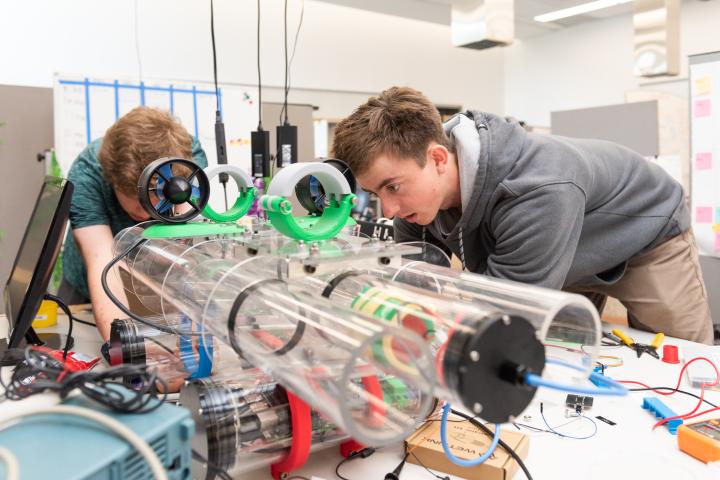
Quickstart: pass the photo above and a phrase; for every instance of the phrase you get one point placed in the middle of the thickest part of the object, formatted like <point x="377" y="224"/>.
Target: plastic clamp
<point x="301" y="424"/>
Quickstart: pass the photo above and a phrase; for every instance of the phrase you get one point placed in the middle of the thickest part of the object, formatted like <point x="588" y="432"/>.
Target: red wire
<point x="692" y="413"/>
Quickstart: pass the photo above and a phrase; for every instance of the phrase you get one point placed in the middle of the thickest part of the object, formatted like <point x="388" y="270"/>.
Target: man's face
<point x="132" y="207"/>
<point x="406" y="190"/>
■ ■ ■ ■ ■
Brief:
Exclude the pictures, and transcribe all of the material exactly.

Task response:
Quickstart: pass the photo above and a phrase; for every instance of the phrase you get one point placed in the middle of the thickest part of the object, formatted like <point x="377" y="224"/>.
Target: plastic clamp
<point x="301" y="424"/>
Quickstart: pass the photo above and a phrase; for every instance of the phrase you get one point placed in the middle of the thickest part of the object, formatted like <point x="588" y="432"/>.
Target: red wire
<point x="692" y="413"/>
Quickstart: pass the photo above and a phrase; for every instance of the phrase you get one point placed in the middle of the thickest part of the object, formatted like <point x="388" y="270"/>.
Target: man's face
<point x="132" y="207"/>
<point x="406" y="190"/>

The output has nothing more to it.